Task description: Write the material out again in full, word for word. Do not include the pictures.

Supplied data:
START
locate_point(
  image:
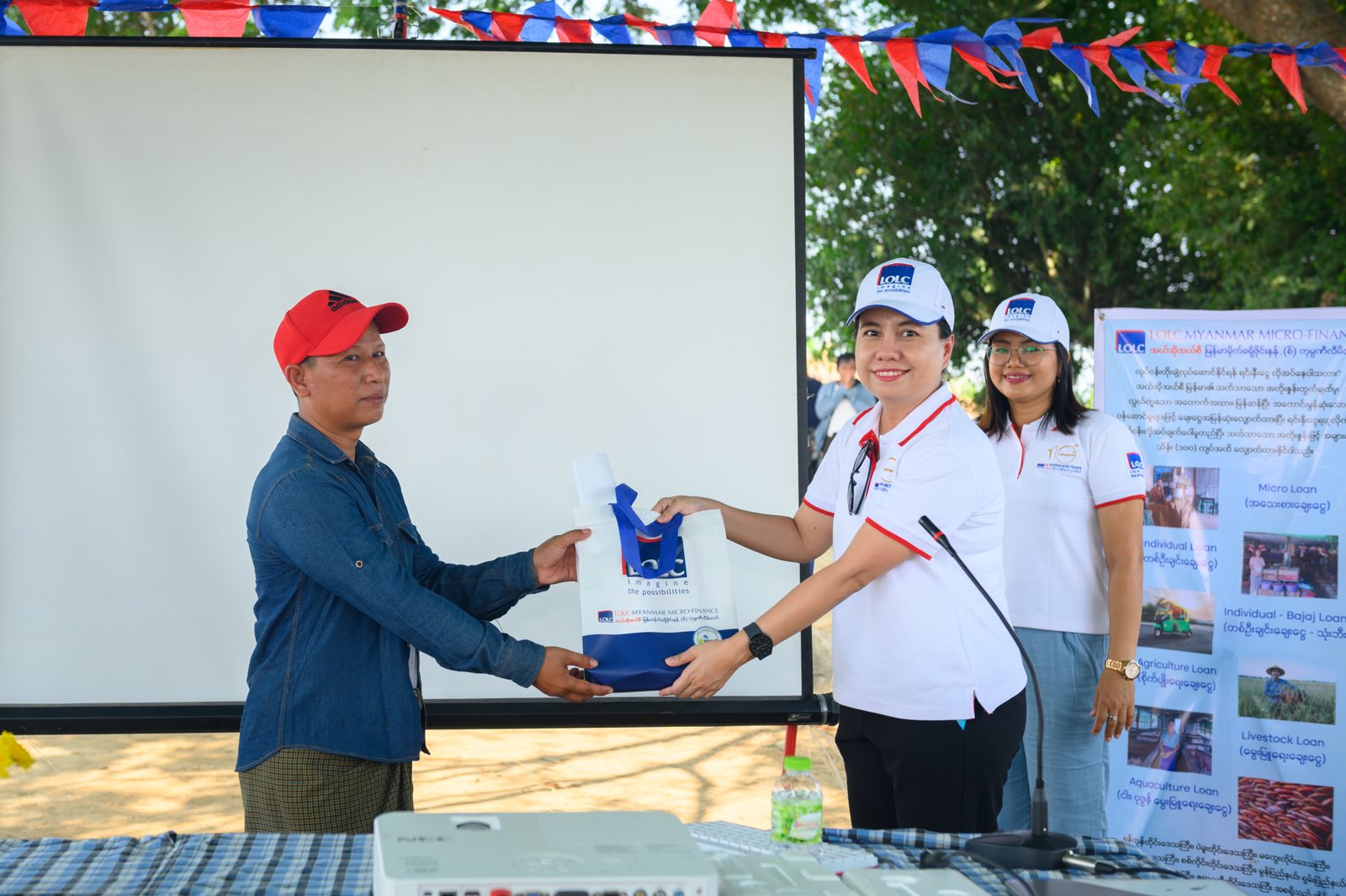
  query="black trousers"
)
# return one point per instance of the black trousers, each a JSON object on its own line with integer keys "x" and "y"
{"x": 935, "y": 775}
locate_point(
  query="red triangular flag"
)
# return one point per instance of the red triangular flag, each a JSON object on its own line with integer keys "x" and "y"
{"x": 574, "y": 31}
{"x": 505, "y": 26}
{"x": 1100, "y": 56}
{"x": 1158, "y": 53}
{"x": 56, "y": 18}
{"x": 1042, "y": 38}
{"x": 1117, "y": 40}
{"x": 984, "y": 67}
{"x": 1211, "y": 70}
{"x": 848, "y": 47}
{"x": 717, "y": 19}
{"x": 457, "y": 18}
{"x": 902, "y": 54}
{"x": 215, "y": 18}
{"x": 1287, "y": 69}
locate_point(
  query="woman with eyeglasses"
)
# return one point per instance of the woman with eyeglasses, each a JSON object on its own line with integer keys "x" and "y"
{"x": 1074, "y": 494}
{"x": 930, "y": 685}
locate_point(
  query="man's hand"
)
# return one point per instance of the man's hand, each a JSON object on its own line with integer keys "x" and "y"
{"x": 1115, "y": 705}
{"x": 562, "y": 676}
{"x": 708, "y": 666}
{"x": 554, "y": 560}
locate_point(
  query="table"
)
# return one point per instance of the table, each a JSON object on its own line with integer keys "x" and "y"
{"x": 342, "y": 864}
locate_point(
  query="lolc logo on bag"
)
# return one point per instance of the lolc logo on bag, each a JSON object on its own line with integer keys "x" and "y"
{"x": 650, "y": 559}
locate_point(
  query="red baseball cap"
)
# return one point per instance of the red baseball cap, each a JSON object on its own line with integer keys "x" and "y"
{"x": 326, "y": 321}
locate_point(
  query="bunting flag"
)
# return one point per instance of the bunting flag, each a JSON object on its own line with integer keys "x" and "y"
{"x": 56, "y": 18}
{"x": 919, "y": 61}
{"x": 289, "y": 22}
{"x": 215, "y": 18}
{"x": 134, "y": 6}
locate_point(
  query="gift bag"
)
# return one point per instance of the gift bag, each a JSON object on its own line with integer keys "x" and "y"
{"x": 649, "y": 591}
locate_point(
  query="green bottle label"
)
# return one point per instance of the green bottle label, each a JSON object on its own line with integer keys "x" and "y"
{"x": 798, "y": 821}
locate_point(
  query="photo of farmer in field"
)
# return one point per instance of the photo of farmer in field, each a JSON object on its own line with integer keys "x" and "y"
{"x": 1271, "y": 693}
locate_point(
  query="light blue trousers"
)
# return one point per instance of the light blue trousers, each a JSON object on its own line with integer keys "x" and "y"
{"x": 1074, "y": 761}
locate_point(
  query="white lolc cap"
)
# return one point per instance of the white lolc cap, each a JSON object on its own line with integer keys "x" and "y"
{"x": 909, "y": 287}
{"x": 1030, "y": 315}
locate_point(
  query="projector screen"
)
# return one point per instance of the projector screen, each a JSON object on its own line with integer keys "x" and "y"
{"x": 601, "y": 249}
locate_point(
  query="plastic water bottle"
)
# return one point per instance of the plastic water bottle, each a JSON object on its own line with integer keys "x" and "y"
{"x": 798, "y": 803}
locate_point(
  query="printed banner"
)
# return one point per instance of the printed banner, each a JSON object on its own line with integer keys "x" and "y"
{"x": 1229, "y": 771}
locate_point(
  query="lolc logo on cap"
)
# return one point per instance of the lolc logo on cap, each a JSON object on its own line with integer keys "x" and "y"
{"x": 1020, "y": 310}
{"x": 338, "y": 300}
{"x": 895, "y": 278}
{"x": 1131, "y": 342}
END
The result:
locate_point(
  image:
  query="black trousers"
)
# return one point per instance of the black trousers, each a JSON object on its own line with integer keys "x" and "y"
{"x": 935, "y": 775}
locate_point(
  query="red triangular flag"
)
# return one point per instance of the red triangular flag, each a JSON object on its own line with integer keys "x" and "y"
{"x": 574, "y": 31}
{"x": 505, "y": 26}
{"x": 1100, "y": 56}
{"x": 1158, "y": 53}
{"x": 56, "y": 18}
{"x": 1042, "y": 38}
{"x": 1117, "y": 40}
{"x": 984, "y": 67}
{"x": 1211, "y": 70}
{"x": 848, "y": 47}
{"x": 717, "y": 19}
{"x": 457, "y": 18}
{"x": 902, "y": 54}
{"x": 215, "y": 18}
{"x": 1287, "y": 69}
locate_point(
  query="woman with eyeglasses"
)
# return one point per instance of the woman with eyeglasses, each a JSON object on its own line with integer keys "x" and "y"
{"x": 1074, "y": 494}
{"x": 930, "y": 685}
locate_point(
  query="man's hand"
)
# return one point per instance of the man's hand, each a JSON object on its own line with integer keys "x" and "y"
{"x": 1115, "y": 705}
{"x": 562, "y": 676}
{"x": 708, "y": 666}
{"x": 554, "y": 560}
locate_point(
  query="table"
)
# return one point per instance of the table, each a JSON object on its own line with integer keys "x" and "y"
{"x": 342, "y": 864}
locate_point(
  query="lolc logo on bag"
)
# return one point per instance of the lolc logo on bag, each a JSON object on its own line with integer keys "x" and "y"
{"x": 650, "y": 559}
locate_point(
  query="red baseball cap"
)
# return one point per instance of the red baseball cap, each a JSON object on its own line with integer keys "x" and "y"
{"x": 326, "y": 321}
locate_point(
  query="bunting flag"
)
# return one point per instance of the bunting flag, each a JSON object on its own line with integer keys "x" and "y"
{"x": 56, "y": 18}
{"x": 919, "y": 61}
{"x": 289, "y": 22}
{"x": 215, "y": 18}
{"x": 134, "y": 6}
locate_point(
  query="gift bag"
)
# return one point per instance of the gift bag, each a JSON object on its own line with integer keys "x" and "y"
{"x": 649, "y": 591}
locate_point(
  query="green bottle label"
)
# return one point per instance of the green bottle label, each a JSON object on its own line with integer keys "x" and "y"
{"x": 798, "y": 821}
locate_point(
  query="photo of farmer in field"
)
# return one point per instance of the photo of farmer in field, each a JSON object on its own line with integer keys "x" and "y"
{"x": 1271, "y": 693}
locate_point(
  query="light blue trousers"
)
# return one point per instance of the light blue trousers, each a JSON object on its own line with integer keys "x" and "y"
{"x": 1074, "y": 761}
locate_point(
  query="white lolc cap"
)
# return one point per instance of the white lolc cap, each a JSON object on its own line with integer keys "x" and "y"
{"x": 909, "y": 287}
{"x": 1030, "y": 315}
locate_point(
  query="projector screen"
)
# return one point per instance of the projector screen, each a JSON object on its own line with integer keys "x" and "y"
{"x": 601, "y": 249}
locate_point(
  query="plastic water bottle"
)
# return one point per instance of the plastic water bottle, each a JSON object on its own line with integer keys "x" and "y"
{"x": 798, "y": 803}
locate_point(
  query="printed banner"
)
# return one point per instance of the printed banner, each a JSON object on its own line with integer keys "x" and "y"
{"x": 1229, "y": 771}
locate_point(
  query="lolc logo on cap"
)
# return one point per instance of the lolc logo on cap, each a JSON object on its own line with integer keys "x" and "y"
{"x": 1020, "y": 310}
{"x": 338, "y": 300}
{"x": 895, "y": 278}
{"x": 1131, "y": 342}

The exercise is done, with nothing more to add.